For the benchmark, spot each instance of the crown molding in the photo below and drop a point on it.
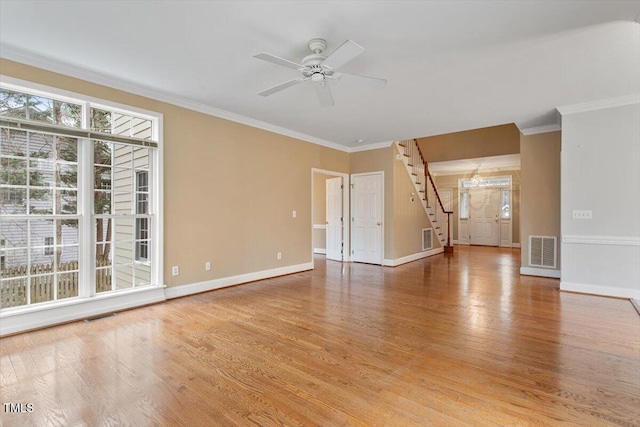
(512, 168)
(540, 129)
(50, 64)
(368, 147)
(599, 105)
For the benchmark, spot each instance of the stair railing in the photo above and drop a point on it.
(428, 191)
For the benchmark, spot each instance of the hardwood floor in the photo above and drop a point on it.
(449, 340)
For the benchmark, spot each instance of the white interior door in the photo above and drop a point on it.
(446, 196)
(334, 218)
(484, 216)
(366, 217)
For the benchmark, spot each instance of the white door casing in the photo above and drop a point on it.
(484, 213)
(367, 217)
(334, 218)
(446, 196)
(506, 239)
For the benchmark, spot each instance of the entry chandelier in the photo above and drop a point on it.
(477, 179)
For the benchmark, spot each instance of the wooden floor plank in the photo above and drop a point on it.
(455, 340)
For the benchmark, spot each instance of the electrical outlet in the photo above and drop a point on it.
(582, 214)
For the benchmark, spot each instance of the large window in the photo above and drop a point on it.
(76, 178)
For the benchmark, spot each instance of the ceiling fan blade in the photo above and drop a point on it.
(343, 54)
(365, 81)
(281, 86)
(324, 95)
(278, 61)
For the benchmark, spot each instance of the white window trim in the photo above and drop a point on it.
(17, 319)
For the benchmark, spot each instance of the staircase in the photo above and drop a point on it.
(418, 169)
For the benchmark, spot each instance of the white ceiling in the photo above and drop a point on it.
(450, 65)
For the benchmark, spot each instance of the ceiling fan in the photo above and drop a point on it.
(319, 69)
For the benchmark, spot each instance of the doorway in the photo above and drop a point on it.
(367, 204)
(330, 208)
(484, 215)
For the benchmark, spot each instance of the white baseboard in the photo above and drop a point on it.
(409, 258)
(609, 291)
(47, 315)
(542, 272)
(223, 282)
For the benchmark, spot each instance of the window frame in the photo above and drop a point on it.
(86, 258)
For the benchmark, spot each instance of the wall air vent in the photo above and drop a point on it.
(542, 251)
(427, 239)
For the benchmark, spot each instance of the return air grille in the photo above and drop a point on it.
(427, 239)
(542, 251)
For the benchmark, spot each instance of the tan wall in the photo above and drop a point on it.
(229, 189)
(409, 217)
(471, 144)
(373, 161)
(319, 215)
(451, 182)
(540, 163)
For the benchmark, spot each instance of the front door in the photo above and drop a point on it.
(484, 206)
(334, 218)
(366, 217)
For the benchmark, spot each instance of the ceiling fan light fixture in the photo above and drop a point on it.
(319, 68)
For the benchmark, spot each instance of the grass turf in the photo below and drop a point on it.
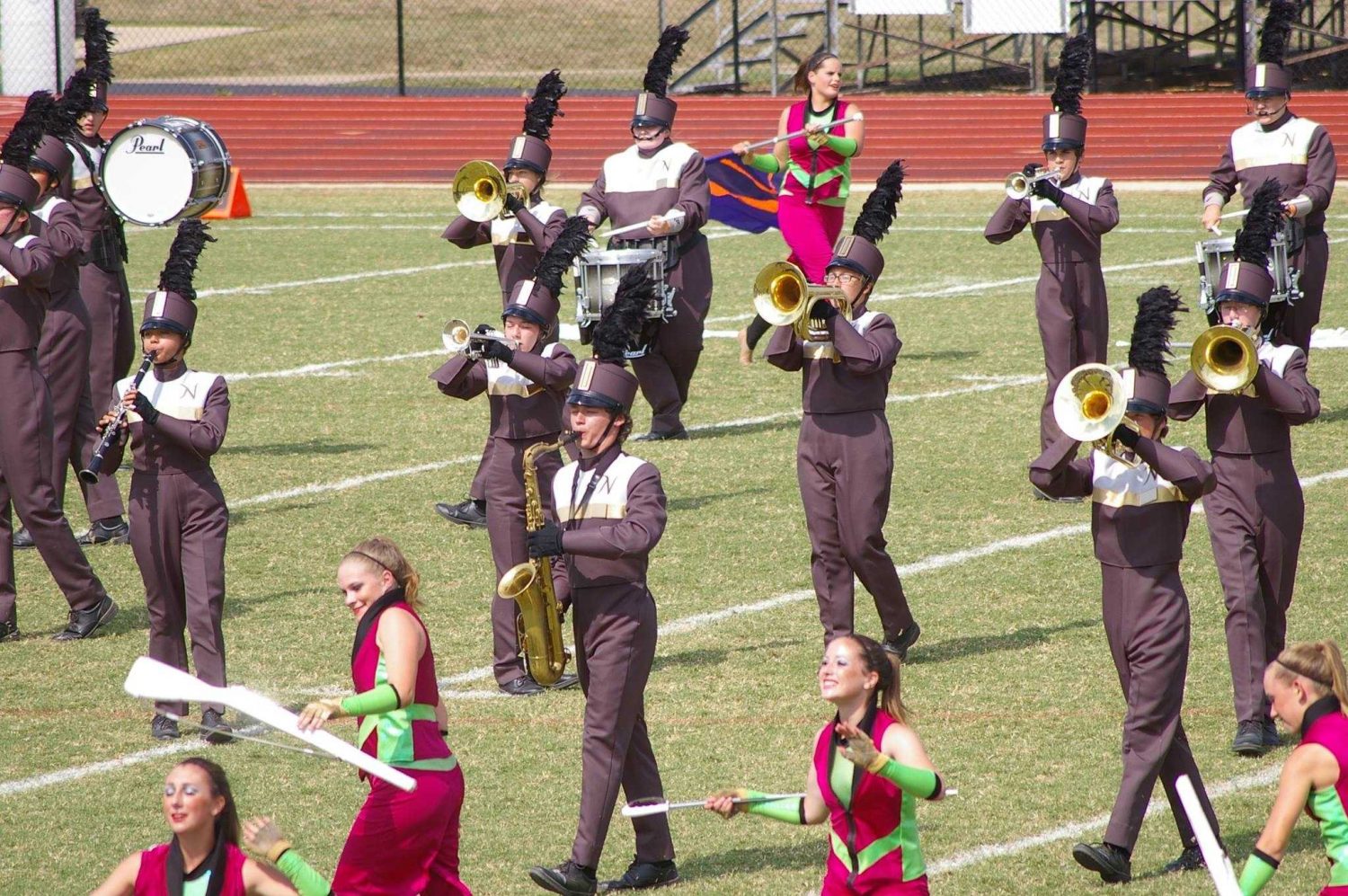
(1014, 691)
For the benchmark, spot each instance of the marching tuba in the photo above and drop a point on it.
(784, 297)
(530, 585)
(1224, 359)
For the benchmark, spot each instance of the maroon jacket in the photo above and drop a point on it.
(1138, 515)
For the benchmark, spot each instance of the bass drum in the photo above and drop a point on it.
(159, 170)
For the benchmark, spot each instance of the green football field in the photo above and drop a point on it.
(325, 313)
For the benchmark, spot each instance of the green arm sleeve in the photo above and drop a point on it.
(766, 164)
(382, 698)
(919, 782)
(1256, 872)
(846, 147)
(306, 880)
(790, 810)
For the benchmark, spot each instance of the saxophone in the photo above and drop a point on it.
(530, 585)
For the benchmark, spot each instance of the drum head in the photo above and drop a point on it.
(147, 175)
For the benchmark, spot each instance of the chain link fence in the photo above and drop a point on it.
(482, 46)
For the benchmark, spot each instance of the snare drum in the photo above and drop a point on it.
(159, 170)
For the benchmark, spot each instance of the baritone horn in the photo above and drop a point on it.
(784, 297)
(1019, 186)
(480, 191)
(1224, 359)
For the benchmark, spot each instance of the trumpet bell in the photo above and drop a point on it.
(1089, 402)
(1224, 359)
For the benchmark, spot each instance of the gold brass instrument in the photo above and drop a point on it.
(530, 585)
(784, 297)
(1089, 404)
(480, 191)
(1019, 186)
(1224, 359)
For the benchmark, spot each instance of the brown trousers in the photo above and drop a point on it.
(615, 640)
(26, 483)
(1073, 325)
(1255, 518)
(1146, 618)
(178, 527)
(844, 464)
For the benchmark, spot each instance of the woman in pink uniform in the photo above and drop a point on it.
(204, 855)
(399, 842)
(868, 772)
(819, 174)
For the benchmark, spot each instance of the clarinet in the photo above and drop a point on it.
(89, 475)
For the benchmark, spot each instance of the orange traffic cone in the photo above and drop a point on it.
(235, 205)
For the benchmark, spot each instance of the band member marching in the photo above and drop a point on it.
(1256, 512)
(611, 515)
(846, 454)
(868, 771)
(102, 279)
(64, 350)
(663, 183)
(1068, 213)
(518, 240)
(26, 269)
(528, 387)
(819, 174)
(1142, 494)
(1299, 155)
(175, 421)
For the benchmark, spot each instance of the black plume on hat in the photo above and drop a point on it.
(1261, 224)
(1073, 70)
(542, 107)
(24, 135)
(622, 323)
(182, 258)
(1277, 31)
(569, 243)
(662, 64)
(879, 208)
(99, 40)
(1151, 328)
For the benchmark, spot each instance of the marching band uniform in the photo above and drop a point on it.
(518, 243)
(26, 431)
(846, 451)
(1299, 155)
(526, 391)
(611, 510)
(1140, 518)
(1068, 221)
(669, 181)
(178, 515)
(1256, 512)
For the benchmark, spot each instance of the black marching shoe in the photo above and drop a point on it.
(466, 513)
(900, 643)
(215, 729)
(522, 686)
(1113, 864)
(164, 728)
(104, 532)
(1250, 739)
(1191, 860)
(85, 623)
(643, 876)
(566, 879)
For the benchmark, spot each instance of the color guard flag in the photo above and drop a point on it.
(741, 197)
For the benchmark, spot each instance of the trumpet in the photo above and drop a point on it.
(784, 297)
(480, 191)
(1019, 186)
(1089, 404)
(1224, 359)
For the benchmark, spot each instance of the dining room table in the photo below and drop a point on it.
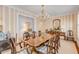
(37, 41)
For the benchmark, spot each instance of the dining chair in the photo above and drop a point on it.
(70, 35)
(15, 47)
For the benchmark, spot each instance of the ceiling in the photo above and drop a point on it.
(50, 9)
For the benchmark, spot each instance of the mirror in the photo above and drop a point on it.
(56, 24)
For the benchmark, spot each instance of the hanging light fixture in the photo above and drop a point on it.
(43, 16)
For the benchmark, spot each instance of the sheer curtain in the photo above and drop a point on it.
(78, 26)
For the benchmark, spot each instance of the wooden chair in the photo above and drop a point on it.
(15, 47)
(53, 44)
(70, 35)
(12, 45)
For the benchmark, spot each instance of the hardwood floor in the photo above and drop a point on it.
(67, 47)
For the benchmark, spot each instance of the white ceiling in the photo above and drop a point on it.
(50, 9)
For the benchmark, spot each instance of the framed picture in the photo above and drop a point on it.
(56, 24)
(0, 27)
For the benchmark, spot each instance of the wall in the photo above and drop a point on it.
(68, 22)
(9, 18)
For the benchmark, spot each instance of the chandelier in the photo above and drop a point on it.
(43, 16)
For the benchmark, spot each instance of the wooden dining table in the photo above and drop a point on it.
(37, 41)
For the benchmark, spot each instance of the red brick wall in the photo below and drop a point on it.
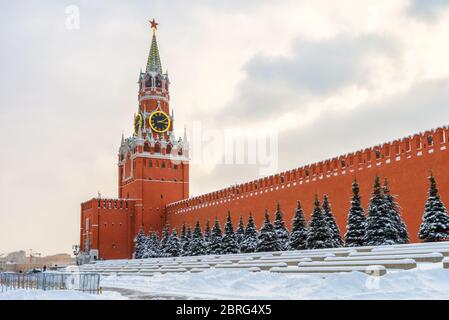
(111, 227)
(406, 171)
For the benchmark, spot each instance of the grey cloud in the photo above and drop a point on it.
(314, 68)
(427, 9)
(423, 107)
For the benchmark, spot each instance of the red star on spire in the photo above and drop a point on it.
(154, 24)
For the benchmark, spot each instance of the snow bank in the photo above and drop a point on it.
(22, 294)
(420, 283)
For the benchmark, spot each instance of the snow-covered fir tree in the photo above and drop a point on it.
(183, 238)
(207, 237)
(356, 223)
(139, 244)
(173, 245)
(240, 232)
(196, 245)
(216, 238)
(395, 212)
(229, 243)
(319, 234)
(165, 237)
(249, 242)
(298, 235)
(380, 227)
(435, 224)
(186, 244)
(282, 234)
(330, 218)
(267, 238)
(153, 246)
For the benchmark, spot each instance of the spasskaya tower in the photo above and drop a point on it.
(153, 170)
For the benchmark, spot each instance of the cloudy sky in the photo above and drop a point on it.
(330, 76)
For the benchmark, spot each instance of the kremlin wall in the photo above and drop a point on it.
(153, 179)
(406, 163)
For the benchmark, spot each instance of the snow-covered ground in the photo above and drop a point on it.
(22, 294)
(428, 281)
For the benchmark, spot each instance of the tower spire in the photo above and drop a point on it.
(154, 60)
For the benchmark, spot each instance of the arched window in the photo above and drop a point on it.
(158, 82)
(148, 83)
(157, 148)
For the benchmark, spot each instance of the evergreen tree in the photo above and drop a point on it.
(356, 223)
(298, 235)
(229, 243)
(216, 238)
(153, 247)
(249, 242)
(207, 237)
(395, 213)
(164, 239)
(319, 234)
(435, 224)
(186, 244)
(183, 238)
(380, 227)
(267, 238)
(240, 233)
(196, 245)
(330, 218)
(283, 237)
(139, 245)
(173, 244)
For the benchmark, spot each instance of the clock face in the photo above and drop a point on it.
(138, 122)
(159, 121)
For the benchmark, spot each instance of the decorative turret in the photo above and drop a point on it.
(154, 60)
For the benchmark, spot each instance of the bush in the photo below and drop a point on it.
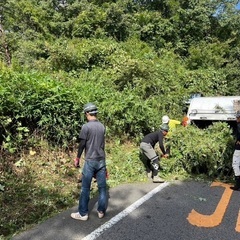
(204, 151)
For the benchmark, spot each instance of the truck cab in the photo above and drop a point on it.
(202, 111)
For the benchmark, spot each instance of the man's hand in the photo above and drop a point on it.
(77, 162)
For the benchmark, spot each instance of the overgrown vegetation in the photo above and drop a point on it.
(137, 60)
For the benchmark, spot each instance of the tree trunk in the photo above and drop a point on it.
(5, 46)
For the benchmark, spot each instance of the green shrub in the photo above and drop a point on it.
(204, 151)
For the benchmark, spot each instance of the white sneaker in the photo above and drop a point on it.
(77, 216)
(100, 214)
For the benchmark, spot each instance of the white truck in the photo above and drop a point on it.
(204, 110)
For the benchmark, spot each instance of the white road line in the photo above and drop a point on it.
(96, 233)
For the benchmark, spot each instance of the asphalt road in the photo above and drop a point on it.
(170, 211)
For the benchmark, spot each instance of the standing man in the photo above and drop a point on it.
(236, 156)
(149, 155)
(92, 140)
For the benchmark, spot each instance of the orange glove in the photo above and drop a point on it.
(77, 162)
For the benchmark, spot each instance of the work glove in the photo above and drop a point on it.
(155, 164)
(77, 162)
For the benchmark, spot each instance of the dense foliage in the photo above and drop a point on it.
(137, 60)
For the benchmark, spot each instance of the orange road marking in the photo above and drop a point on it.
(214, 219)
(237, 228)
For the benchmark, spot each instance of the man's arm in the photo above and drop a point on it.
(81, 147)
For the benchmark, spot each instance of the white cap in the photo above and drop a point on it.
(165, 119)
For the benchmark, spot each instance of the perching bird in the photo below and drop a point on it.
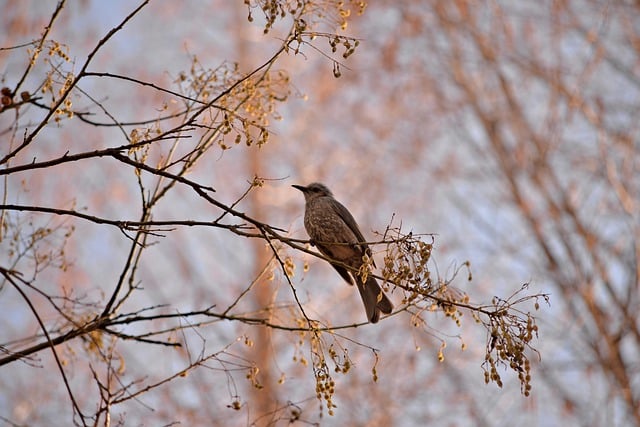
(335, 233)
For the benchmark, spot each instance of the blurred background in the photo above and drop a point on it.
(508, 129)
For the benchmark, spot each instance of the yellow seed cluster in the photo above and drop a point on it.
(510, 337)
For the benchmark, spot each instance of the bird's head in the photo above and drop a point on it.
(314, 190)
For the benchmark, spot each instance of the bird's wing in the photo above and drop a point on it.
(353, 226)
(348, 219)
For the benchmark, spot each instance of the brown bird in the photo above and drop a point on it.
(334, 232)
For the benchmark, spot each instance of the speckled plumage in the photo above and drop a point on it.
(335, 233)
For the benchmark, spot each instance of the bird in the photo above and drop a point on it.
(335, 233)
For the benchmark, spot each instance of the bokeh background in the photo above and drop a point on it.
(508, 129)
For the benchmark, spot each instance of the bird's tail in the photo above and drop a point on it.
(374, 299)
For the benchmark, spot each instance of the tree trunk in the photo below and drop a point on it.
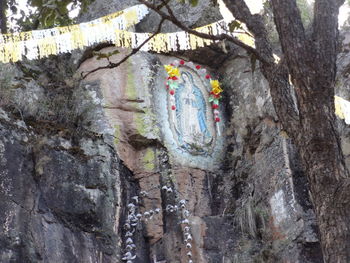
(3, 19)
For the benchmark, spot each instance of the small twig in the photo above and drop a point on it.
(172, 18)
(133, 52)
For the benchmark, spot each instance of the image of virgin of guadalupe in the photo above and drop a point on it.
(191, 125)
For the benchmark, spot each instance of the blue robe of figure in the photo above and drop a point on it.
(199, 103)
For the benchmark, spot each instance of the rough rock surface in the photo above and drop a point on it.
(75, 152)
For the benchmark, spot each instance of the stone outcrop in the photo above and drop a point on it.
(81, 153)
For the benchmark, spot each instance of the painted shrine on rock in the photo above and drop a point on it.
(190, 113)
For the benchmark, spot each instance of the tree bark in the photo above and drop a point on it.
(311, 64)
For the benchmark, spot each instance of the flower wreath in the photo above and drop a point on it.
(172, 84)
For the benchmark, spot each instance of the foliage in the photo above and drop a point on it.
(44, 14)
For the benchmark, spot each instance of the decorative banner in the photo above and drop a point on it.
(42, 43)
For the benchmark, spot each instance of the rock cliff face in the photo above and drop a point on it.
(95, 165)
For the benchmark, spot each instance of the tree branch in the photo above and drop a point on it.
(134, 51)
(292, 34)
(255, 25)
(220, 37)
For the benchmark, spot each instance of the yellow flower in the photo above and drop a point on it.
(215, 85)
(172, 72)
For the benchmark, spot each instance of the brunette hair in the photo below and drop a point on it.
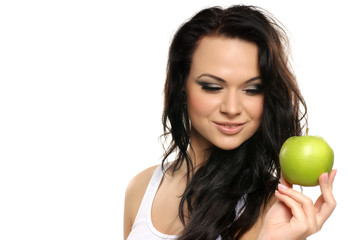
(210, 206)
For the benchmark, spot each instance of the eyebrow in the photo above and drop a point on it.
(222, 80)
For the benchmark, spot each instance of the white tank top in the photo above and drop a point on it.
(143, 228)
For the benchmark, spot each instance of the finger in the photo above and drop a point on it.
(284, 181)
(305, 202)
(320, 201)
(328, 204)
(295, 207)
(331, 177)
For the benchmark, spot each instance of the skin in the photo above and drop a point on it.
(223, 89)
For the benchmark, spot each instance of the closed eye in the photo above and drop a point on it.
(254, 89)
(210, 86)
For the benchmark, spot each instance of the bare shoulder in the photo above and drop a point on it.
(134, 195)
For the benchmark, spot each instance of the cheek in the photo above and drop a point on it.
(199, 104)
(255, 109)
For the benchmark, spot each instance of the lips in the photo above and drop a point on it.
(229, 128)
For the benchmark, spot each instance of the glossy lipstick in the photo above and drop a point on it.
(229, 128)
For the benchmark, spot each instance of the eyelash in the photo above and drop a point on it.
(255, 89)
(252, 90)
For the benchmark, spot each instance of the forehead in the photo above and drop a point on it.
(222, 55)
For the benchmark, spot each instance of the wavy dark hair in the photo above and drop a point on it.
(251, 172)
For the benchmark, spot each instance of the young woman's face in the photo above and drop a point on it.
(224, 92)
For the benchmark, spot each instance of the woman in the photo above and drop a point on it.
(230, 102)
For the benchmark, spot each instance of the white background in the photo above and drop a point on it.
(81, 101)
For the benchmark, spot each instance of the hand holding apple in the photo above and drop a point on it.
(304, 158)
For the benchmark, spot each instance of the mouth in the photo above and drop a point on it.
(229, 128)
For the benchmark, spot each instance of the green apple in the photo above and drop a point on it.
(304, 158)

==*==

# Exercise instructions
Extract, unchanged, the closing run of lines that opens with the line containing "For the benchmark, spot each instance of the cheek" and ends with the last line.

# Reply to the exercise
For the benchmark, spot each instance of the cheek in the photo above and drop a point on it.
(199, 104)
(255, 109)
For the benchmark, spot each instance of the lips in the photo above and drop a point on it.
(229, 128)
For the benchmark, spot each instance of the glossy lipstick in the photo above and drop a point on it.
(229, 128)
For the benchmark, spot each instance of the eyelash in the photo above and drop a point on it.
(255, 89)
(252, 90)
For the benchmark, spot each instance of the forehead in the photo above and drop a point on it.
(222, 55)
For the benchmark, spot each instance of the wavy dark hair in the photo above and drop a point on it.
(251, 172)
For the benchmark, spot each instance of the young woman's face in the photo above and drop a point on it.
(224, 92)
For the benchmark, spot each instance of the woman in the photo above and drop a point on it.
(230, 102)
For the benchmark, spot each instance of the white background in the photo above and drop a point on it.
(81, 101)
For the benchmark, spot each instance of the hand holding apple in the photo above and drop a point on it.
(304, 158)
For the benchmark, spot each instance of the mouth in the photo above and drop a point on it.
(229, 128)
For the benchmark, spot each instance of the green apple in the photo above and drop a point on it.
(304, 158)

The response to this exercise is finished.